• _Problem set_:
#1 In the blog post, what malfunctioned and kept the writer from downloading the party pictures?
#2 Write down the blog post's words from "Stunned, I said, 'Thanks" to "people in charge?".

• _Text_:
========================

A Birthday, A Senior Loving Teen, A Faux Pas, And A Mall Cop

Congratulations are in order here, folks. Thank you. Hey, I made it through another birthday! But since my SanDisk memory card reader decided to malfunction (how timely--one year and an expired warranty later), I can't download my party pix. So, I won't waste any time writing about the festivities you weren't invited to. I don't want to rub your face in how much fun you missed and not be able to share with you the images of me partying with my senior parents and their spoiled brat dog.

Speaking of seniors, two weeks ago on NHK's Nodojiman (Japanese amateur singing contest), a teenage girl appeared on the show along with her grandmother. As the two held hands, they sang a song. But I forgot to ask my mother what the song was about. I was so awestruck that a teenager not only didn't mind being seen with her grandparent on international television, but was proudly holding her hand, too. I kept imagining the show being American Idol or something, and I couldn't. Are you kidding me? No American kid would be caught on TV performing with an elderly relative. What is it with our society that makes aging such a horrific event that women race to get face lifts and men stock up on Viagra as soon as the wrinkles and gray hair appear? Isn't aging a natural process in other societies where the elderly are actually looked up to as being wiser or something? In our culture, it seems like we want to hide our old folks. Yes, I am sensitive to this issue especially since I've acquired another birthday. Sob! Still, the image of that young girl and her grandmother singing together was so sweet that I just had to take a photo. But it's another one you won't be seeing tonight.

As I've mentioned many times, I just love receiving your emails and Facebook Friends requests. Keep them coming. This week, I got an interesting message from Mary who is also Japanese and African American. After reading my last week's post, Mary experienced her own "huh?" moment with a monoracial friend. Here's what Mary had to say:

"I thought about you last night and your experiences with the monoracial white man who told you that your name didn't sound Japanese. There is someone in my life who I'm trying to tolerate and be friends with. He's white--half German, half American. Even with a law degree and a Masters in psychology, my friend Eric said the stupidest thing to me. As we were watching television, we noticed a biracial boy on the show.

I told Eric, 'Aw, he's really cute!'

Eric responded, 'I hate biracial people.'

Stunned, I said, 'Thanks a lot, Eric!'

He replied, 'Well, you're not biracial because you're half black and half Japanese. That's all the same race. There are only two races--white people and everyone else.'

Mary went on to write, "How does one argue with an idiot without becoming one?"

I'm sorry, Mary, but as you know from reading this blog I have no answers--just lots of questions. It's truly amazing how misinformed people are, but even more amazing is their sense of entitlement to tell you--a mixed-race person--exactly what you are. I mean, who put these people in charge?

Somewhere during the existence of humans, someone decided that the word biracial means that you are half black and half white. Then, some others decided that the word hapa means that you are half Asian and half white. It's crazy, I know. In my dictionary, biracial means someone who is of two races period, while hapa is the Hawai'ian mispronunciation of the English word 'half'. But back to Eric's declaration that there are only two races--white and everyone else. I'm stunned myself, Mary. I mean, does Eric think he hailed from Whiteland? And, why does he hate biracial people anyway? If any of you readers have comments, please leave them here.

========================

• _Dataset rows_:

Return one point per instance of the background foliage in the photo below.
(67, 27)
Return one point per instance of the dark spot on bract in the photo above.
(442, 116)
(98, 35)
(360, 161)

========================

• _Answers for the tasks_:
#1 The SanDisk memory card reader.

#2
Stunned, I said, 'Thanks a lot, Eric!'

He replied, 'Well, you're not biracial because you're half black and half Japanese. That's all the same race. There are only two races--white people and everyone else.'

Mary went on to write, "How does one argue with an idiot without becoming one?"

I'm sorry, Mary, but as you know from reading this blog I have no answers--just lots of questions. It's truly amazing how misinformed people are, but even more amazing is their sense of entitlement to tell you--a mixed-race person--exactly what you are. I mean, who put these people in charge?